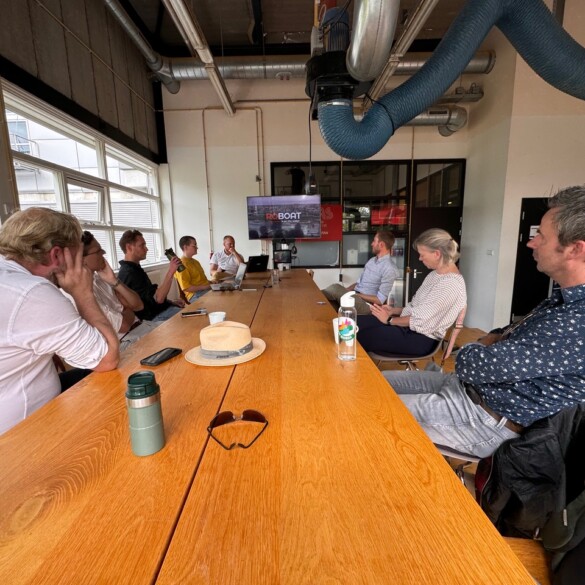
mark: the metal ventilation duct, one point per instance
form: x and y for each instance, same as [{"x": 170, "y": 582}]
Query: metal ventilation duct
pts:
[{"x": 293, "y": 67}]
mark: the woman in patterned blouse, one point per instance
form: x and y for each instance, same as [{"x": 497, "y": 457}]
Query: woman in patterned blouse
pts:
[{"x": 414, "y": 330}]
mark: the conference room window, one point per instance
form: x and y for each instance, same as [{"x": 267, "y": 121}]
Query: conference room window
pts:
[{"x": 63, "y": 165}]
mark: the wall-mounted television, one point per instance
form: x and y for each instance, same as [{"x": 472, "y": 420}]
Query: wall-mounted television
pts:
[{"x": 284, "y": 216}]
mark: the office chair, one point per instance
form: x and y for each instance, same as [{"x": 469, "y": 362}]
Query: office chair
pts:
[
  {"x": 410, "y": 361},
  {"x": 463, "y": 460}
]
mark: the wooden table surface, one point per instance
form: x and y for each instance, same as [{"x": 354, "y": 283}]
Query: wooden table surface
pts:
[
  {"x": 343, "y": 486},
  {"x": 76, "y": 506}
]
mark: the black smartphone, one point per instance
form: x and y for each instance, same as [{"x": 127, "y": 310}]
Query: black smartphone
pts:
[
  {"x": 194, "y": 313},
  {"x": 160, "y": 356}
]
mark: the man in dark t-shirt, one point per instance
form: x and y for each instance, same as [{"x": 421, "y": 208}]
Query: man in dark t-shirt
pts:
[{"x": 156, "y": 305}]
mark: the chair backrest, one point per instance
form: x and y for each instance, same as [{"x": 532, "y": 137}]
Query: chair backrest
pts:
[{"x": 457, "y": 326}]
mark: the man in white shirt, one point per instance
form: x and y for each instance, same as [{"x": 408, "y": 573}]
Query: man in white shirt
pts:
[
  {"x": 40, "y": 250},
  {"x": 375, "y": 282},
  {"x": 224, "y": 264}
]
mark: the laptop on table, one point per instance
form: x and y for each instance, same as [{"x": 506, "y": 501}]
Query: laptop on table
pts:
[
  {"x": 236, "y": 284},
  {"x": 257, "y": 263}
]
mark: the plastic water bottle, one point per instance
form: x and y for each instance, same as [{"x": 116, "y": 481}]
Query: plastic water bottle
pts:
[{"x": 346, "y": 322}]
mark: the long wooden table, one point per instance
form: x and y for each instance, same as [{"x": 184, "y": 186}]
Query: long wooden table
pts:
[{"x": 342, "y": 487}]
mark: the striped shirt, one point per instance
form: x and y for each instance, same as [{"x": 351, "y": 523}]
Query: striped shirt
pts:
[
  {"x": 436, "y": 304},
  {"x": 540, "y": 368}
]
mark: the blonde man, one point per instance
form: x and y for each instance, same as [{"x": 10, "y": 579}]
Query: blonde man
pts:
[
  {"x": 192, "y": 280},
  {"x": 40, "y": 250}
]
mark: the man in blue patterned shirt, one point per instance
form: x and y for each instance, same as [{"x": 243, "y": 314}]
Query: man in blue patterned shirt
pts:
[{"x": 515, "y": 376}]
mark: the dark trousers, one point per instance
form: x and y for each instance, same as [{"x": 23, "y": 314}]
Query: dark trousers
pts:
[{"x": 392, "y": 340}]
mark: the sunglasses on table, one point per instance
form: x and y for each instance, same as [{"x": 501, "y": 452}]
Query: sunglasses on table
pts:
[{"x": 227, "y": 417}]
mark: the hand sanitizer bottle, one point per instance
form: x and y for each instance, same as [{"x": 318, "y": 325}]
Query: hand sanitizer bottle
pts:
[{"x": 347, "y": 317}]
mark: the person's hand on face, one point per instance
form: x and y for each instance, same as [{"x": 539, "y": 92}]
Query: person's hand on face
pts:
[
  {"x": 72, "y": 276},
  {"x": 229, "y": 247},
  {"x": 174, "y": 265},
  {"x": 107, "y": 273}
]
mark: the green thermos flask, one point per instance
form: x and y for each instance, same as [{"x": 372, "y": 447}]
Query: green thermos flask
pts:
[{"x": 147, "y": 433}]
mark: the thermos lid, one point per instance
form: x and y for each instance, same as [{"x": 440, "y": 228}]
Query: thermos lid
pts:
[{"x": 141, "y": 385}]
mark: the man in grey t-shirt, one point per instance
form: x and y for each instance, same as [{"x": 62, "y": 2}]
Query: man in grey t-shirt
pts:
[{"x": 376, "y": 281}]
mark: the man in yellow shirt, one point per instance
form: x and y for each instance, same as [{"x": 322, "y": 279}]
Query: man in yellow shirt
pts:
[{"x": 192, "y": 280}]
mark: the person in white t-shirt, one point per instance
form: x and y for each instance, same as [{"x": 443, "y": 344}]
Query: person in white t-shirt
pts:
[
  {"x": 116, "y": 300},
  {"x": 224, "y": 264},
  {"x": 40, "y": 250}
]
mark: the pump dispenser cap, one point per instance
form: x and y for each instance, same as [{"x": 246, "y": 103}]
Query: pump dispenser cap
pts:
[{"x": 347, "y": 300}]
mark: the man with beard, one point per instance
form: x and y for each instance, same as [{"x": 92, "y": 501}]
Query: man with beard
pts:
[{"x": 40, "y": 250}]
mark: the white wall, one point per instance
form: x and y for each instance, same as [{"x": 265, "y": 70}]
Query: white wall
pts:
[
  {"x": 523, "y": 139},
  {"x": 214, "y": 159}
]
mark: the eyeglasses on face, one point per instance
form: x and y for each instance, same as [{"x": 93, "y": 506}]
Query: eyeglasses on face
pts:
[
  {"x": 98, "y": 251},
  {"x": 227, "y": 416}
]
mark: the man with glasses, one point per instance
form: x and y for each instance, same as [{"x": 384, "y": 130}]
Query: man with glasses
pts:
[
  {"x": 514, "y": 376},
  {"x": 40, "y": 252},
  {"x": 156, "y": 305},
  {"x": 225, "y": 263},
  {"x": 192, "y": 280},
  {"x": 375, "y": 282}
]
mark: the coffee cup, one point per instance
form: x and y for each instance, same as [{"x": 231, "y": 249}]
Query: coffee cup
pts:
[
  {"x": 216, "y": 317},
  {"x": 336, "y": 330}
]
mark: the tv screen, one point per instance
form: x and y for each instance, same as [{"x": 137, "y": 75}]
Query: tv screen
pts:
[{"x": 284, "y": 216}]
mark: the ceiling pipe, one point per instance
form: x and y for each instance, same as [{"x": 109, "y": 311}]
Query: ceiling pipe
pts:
[
  {"x": 449, "y": 119},
  {"x": 192, "y": 34},
  {"x": 293, "y": 67},
  {"x": 158, "y": 64},
  {"x": 413, "y": 27}
]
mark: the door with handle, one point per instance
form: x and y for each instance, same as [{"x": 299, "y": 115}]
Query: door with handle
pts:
[{"x": 438, "y": 203}]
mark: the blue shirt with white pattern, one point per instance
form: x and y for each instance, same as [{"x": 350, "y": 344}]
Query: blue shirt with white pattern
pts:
[{"x": 540, "y": 368}]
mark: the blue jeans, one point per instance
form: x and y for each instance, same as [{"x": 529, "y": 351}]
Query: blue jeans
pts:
[
  {"x": 441, "y": 406},
  {"x": 167, "y": 313}
]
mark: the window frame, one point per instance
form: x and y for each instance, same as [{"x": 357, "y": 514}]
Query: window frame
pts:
[{"x": 29, "y": 107}]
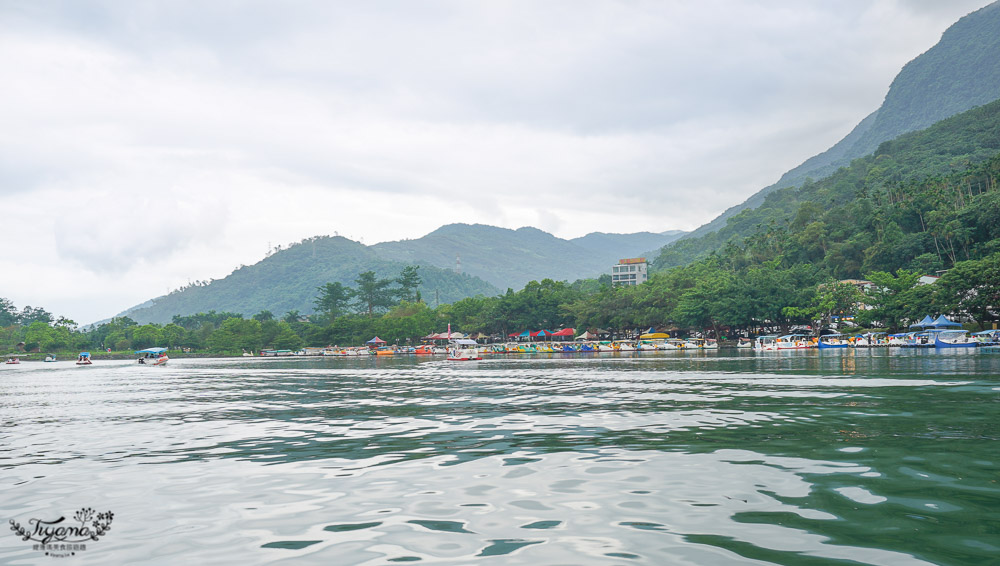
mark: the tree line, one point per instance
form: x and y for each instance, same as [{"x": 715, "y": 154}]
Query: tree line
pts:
[{"x": 725, "y": 295}]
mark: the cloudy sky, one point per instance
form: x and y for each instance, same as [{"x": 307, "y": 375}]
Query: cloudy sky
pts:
[{"x": 148, "y": 144}]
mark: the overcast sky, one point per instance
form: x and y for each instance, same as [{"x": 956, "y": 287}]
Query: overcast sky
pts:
[{"x": 148, "y": 144}]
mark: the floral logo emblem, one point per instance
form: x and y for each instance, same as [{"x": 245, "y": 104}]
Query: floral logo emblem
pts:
[{"x": 64, "y": 538}]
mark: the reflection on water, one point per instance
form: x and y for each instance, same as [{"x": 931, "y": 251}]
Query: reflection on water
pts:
[{"x": 708, "y": 458}]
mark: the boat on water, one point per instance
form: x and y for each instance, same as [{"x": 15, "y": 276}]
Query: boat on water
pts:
[
  {"x": 463, "y": 350},
  {"x": 767, "y": 343},
  {"x": 918, "y": 340},
  {"x": 794, "y": 342},
  {"x": 987, "y": 337},
  {"x": 702, "y": 344},
  {"x": 152, "y": 356},
  {"x": 832, "y": 341},
  {"x": 954, "y": 339},
  {"x": 264, "y": 353}
]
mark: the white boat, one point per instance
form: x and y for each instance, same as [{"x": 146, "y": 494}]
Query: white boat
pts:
[
  {"x": 463, "y": 350},
  {"x": 152, "y": 356},
  {"x": 954, "y": 339},
  {"x": 794, "y": 342}
]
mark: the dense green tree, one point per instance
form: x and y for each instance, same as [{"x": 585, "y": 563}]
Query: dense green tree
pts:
[
  {"x": 173, "y": 335},
  {"x": 8, "y": 313},
  {"x": 372, "y": 294},
  {"x": 409, "y": 281},
  {"x": 263, "y": 315},
  {"x": 971, "y": 288},
  {"x": 332, "y": 300},
  {"x": 236, "y": 334}
]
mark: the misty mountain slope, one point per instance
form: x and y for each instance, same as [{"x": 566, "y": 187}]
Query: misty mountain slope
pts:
[
  {"x": 950, "y": 146},
  {"x": 511, "y": 258},
  {"x": 961, "y": 71},
  {"x": 287, "y": 280},
  {"x": 493, "y": 259}
]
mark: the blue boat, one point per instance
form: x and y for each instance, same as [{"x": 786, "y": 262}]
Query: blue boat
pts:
[
  {"x": 954, "y": 339},
  {"x": 832, "y": 341},
  {"x": 153, "y": 356}
]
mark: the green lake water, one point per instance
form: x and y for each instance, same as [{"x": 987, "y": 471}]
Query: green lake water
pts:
[{"x": 867, "y": 457}]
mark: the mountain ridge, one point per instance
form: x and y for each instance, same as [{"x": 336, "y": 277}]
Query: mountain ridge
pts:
[
  {"x": 961, "y": 71},
  {"x": 287, "y": 279}
]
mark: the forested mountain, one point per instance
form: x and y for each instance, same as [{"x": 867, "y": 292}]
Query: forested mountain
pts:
[
  {"x": 492, "y": 259},
  {"x": 510, "y": 258},
  {"x": 922, "y": 201},
  {"x": 961, "y": 71},
  {"x": 288, "y": 279}
]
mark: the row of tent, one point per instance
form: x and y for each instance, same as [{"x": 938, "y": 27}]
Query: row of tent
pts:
[
  {"x": 930, "y": 323},
  {"x": 543, "y": 333}
]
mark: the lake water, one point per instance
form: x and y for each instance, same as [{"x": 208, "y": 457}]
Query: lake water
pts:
[{"x": 867, "y": 457}]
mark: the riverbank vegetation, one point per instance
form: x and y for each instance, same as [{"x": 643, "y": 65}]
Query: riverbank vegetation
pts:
[{"x": 925, "y": 204}]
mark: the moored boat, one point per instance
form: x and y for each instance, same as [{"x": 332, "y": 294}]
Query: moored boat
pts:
[
  {"x": 463, "y": 350},
  {"x": 768, "y": 343},
  {"x": 832, "y": 341},
  {"x": 152, "y": 356},
  {"x": 794, "y": 342},
  {"x": 954, "y": 339}
]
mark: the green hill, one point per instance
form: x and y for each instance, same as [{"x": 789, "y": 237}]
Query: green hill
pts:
[
  {"x": 922, "y": 201},
  {"x": 492, "y": 259},
  {"x": 961, "y": 71},
  {"x": 511, "y": 258},
  {"x": 287, "y": 280}
]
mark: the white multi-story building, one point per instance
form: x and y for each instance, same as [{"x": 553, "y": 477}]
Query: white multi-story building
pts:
[{"x": 632, "y": 271}]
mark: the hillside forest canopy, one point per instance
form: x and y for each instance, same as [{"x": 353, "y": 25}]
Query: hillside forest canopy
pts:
[{"x": 926, "y": 203}]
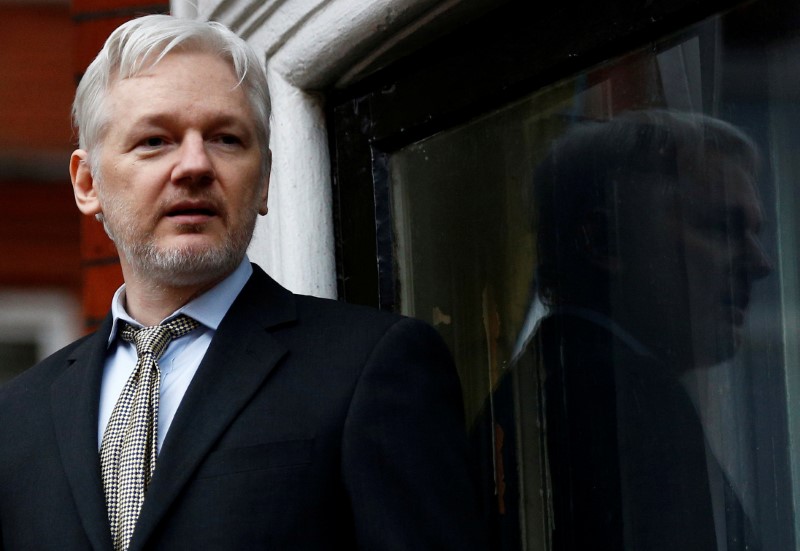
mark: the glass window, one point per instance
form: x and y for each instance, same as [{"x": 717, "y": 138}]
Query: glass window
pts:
[{"x": 613, "y": 261}]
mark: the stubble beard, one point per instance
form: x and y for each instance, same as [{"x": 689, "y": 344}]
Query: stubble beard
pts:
[{"x": 175, "y": 266}]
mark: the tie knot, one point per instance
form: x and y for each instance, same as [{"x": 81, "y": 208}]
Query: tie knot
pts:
[{"x": 154, "y": 340}]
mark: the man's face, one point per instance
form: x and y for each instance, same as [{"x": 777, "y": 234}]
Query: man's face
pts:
[
  {"x": 179, "y": 177},
  {"x": 690, "y": 254}
]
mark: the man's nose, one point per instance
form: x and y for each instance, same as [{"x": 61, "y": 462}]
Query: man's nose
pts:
[{"x": 193, "y": 163}]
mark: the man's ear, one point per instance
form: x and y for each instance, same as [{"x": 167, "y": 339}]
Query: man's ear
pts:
[
  {"x": 597, "y": 241},
  {"x": 83, "y": 184},
  {"x": 264, "y": 193}
]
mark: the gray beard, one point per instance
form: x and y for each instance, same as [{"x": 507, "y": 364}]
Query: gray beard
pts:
[{"x": 182, "y": 266}]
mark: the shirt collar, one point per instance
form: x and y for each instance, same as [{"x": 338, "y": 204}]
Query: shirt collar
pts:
[{"x": 209, "y": 308}]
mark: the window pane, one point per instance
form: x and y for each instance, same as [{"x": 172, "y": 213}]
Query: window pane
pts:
[{"x": 613, "y": 263}]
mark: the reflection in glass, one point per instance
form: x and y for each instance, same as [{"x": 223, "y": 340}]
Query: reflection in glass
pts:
[{"x": 613, "y": 261}]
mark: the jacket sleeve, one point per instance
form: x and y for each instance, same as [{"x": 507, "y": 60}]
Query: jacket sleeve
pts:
[{"x": 404, "y": 452}]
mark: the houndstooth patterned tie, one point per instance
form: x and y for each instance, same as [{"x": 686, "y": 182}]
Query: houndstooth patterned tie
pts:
[{"x": 129, "y": 447}]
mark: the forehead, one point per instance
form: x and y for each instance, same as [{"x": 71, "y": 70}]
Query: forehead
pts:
[{"x": 181, "y": 83}]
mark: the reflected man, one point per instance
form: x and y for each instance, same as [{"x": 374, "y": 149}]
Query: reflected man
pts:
[{"x": 648, "y": 251}]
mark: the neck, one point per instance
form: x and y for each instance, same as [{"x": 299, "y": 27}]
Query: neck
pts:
[{"x": 149, "y": 302}]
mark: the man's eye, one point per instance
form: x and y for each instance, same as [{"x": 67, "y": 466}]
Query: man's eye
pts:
[
  {"x": 153, "y": 142},
  {"x": 229, "y": 140}
]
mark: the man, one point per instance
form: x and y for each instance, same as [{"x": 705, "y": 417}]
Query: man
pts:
[
  {"x": 213, "y": 409},
  {"x": 647, "y": 229}
]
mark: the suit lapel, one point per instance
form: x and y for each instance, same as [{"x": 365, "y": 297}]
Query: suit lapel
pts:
[
  {"x": 239, "y": 359},
  {"x": 74, "y": 401}
]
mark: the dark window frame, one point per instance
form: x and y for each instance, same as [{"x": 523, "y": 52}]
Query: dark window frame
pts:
[{"x": 459, "y": 76}]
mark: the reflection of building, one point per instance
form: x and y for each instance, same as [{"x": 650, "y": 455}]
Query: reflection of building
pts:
[{"x": 405, "y": 131}]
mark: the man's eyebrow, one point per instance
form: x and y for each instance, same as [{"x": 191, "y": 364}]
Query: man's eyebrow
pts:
[{"x": 169, "y": 118}]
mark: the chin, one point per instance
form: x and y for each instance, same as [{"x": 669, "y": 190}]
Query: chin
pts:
[{"x": 187, "y": 265}]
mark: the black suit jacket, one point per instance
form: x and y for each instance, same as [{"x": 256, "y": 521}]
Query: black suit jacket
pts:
[{"x": 309, "y": 424}]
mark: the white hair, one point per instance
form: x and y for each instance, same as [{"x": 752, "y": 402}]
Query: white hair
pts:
[{"x": 139, "y": 45}]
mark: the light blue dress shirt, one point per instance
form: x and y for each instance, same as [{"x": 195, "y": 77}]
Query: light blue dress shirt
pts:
[{"x": 180, "y": 360}]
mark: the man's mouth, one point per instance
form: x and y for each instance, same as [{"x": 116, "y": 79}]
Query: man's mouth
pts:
[{"x": 191, "y": 212}]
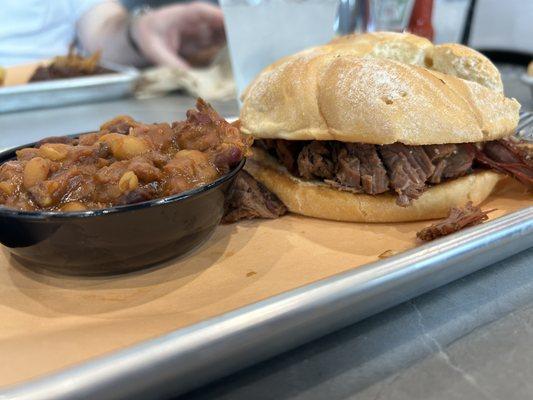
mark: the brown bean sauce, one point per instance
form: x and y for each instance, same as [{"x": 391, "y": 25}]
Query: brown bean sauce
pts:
[{"x": 124, "y": 162}]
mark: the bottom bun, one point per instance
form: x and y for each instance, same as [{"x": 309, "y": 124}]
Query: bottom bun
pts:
[{"x": 316, "y": 199}]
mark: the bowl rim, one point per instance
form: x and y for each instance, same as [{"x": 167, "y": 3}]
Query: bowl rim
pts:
[{"x": 11, "y": 212}]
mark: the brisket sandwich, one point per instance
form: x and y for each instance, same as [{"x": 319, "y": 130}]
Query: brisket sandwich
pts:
[{"x": 382, "y": 127}]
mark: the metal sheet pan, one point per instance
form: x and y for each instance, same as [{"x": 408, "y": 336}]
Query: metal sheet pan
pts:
[
  {"x": 63, "y": 92},
  {"x": 528, "y": 80},
  {"x": 192, "y": 356}
]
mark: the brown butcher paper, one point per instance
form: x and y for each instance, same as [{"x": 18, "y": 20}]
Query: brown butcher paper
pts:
[{"x": 51, "y": 322}]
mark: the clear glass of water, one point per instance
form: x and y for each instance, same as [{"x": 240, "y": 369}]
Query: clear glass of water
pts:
[{"x": 263, "y": 31}]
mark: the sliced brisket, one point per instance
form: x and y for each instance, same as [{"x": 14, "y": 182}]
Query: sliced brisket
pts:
[
  {"x": 250, "y": 199},
  {"x": 314, "y": 161},
  {"x": 409, "y": 167},
  {"x": 506, "y": 157},
  {"x": 287, "y": 152},
  {"x": 458, "y": 219}
]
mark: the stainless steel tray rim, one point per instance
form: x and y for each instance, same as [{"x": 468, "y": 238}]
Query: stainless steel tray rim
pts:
[{"x": 241, "y": 331}]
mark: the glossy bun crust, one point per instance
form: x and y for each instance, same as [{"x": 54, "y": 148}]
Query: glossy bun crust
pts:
[{"x": 380, "y": 88}]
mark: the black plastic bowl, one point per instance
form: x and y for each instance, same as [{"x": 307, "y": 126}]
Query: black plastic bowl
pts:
[{"x": 118, "y": 239}]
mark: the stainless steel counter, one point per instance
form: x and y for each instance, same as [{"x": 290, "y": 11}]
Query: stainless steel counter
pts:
[{"x": 470, "y": 339}]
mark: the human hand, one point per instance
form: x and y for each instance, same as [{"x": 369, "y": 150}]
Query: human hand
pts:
[{"x": 180, "y": 35}]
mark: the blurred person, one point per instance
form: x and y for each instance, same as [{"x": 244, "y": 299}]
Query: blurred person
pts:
[{"x": 173, "y": 35}]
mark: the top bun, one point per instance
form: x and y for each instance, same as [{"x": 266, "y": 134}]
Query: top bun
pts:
[{"x": 380, "y": 88}]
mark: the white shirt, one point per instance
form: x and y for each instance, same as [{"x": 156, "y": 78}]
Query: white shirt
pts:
[{"x": 32, "y": 30}]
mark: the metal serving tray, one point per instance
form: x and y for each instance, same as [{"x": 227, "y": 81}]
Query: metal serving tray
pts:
[
  {"x": 192, "y": 356},
  {"x": 63, "y": 92}
]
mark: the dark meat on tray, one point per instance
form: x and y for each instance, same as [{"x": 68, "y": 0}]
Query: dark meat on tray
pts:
[
  {"x": 506, "y": 157},
  {"x": 458, "y": 219},
  {"x": 250, "y": 199}
]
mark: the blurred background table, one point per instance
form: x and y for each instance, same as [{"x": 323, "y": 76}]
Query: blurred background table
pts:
[{"x": 470, "y": 339}]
★ ★ ★ ★
Beginning with the line that contains "mark: the blurred person, one", repeat every line through the end of the records and nothing more.

#### Response:
mark: the blurred person, one point per instance
form: x and y for each instance, same as [{"x": 244, "y": 299}]
Query: blurred person
pts:
[{"x": 173, "y": 35}]
mark: the top bun, one point per instance
form: x and y for each instance, same as [{"x": 266, "y": 134}]
Query: top bun
pts:
[{"x": 380, "y": 88}]
mark: the white shirt, one point per instance
form: x and y for each instance, same as [{"x": 156, "y": 78}]
Query: white shirt
pts:
[{"x": 32, "y": 30}]
mark: the metal serving tray, one point per instance
form: x and y for each instance, same as [{"x": 227, "y": 81}]
Query: metal serving tray
pts:
[
  {"x": 192, "y": 356},
  {"x": 63, "y": 92}
]
mark: the dark meat on tray, one point per instance
form: x and y for each instance, same as [{"x": 68, "y": 0}]
Query: dark meat on tray
pts:
[
  {"x": 506, "y": 157},
  {"x": 458, "y": 219},
  {"x": 250, "y": 199}
]
mark: the blurred background table, one point per instance
form: x and y for each instance, same as [{"x": 323, "y": 76}]
Query: blurred background table
pts:
[{"x": 470, "y": 339}]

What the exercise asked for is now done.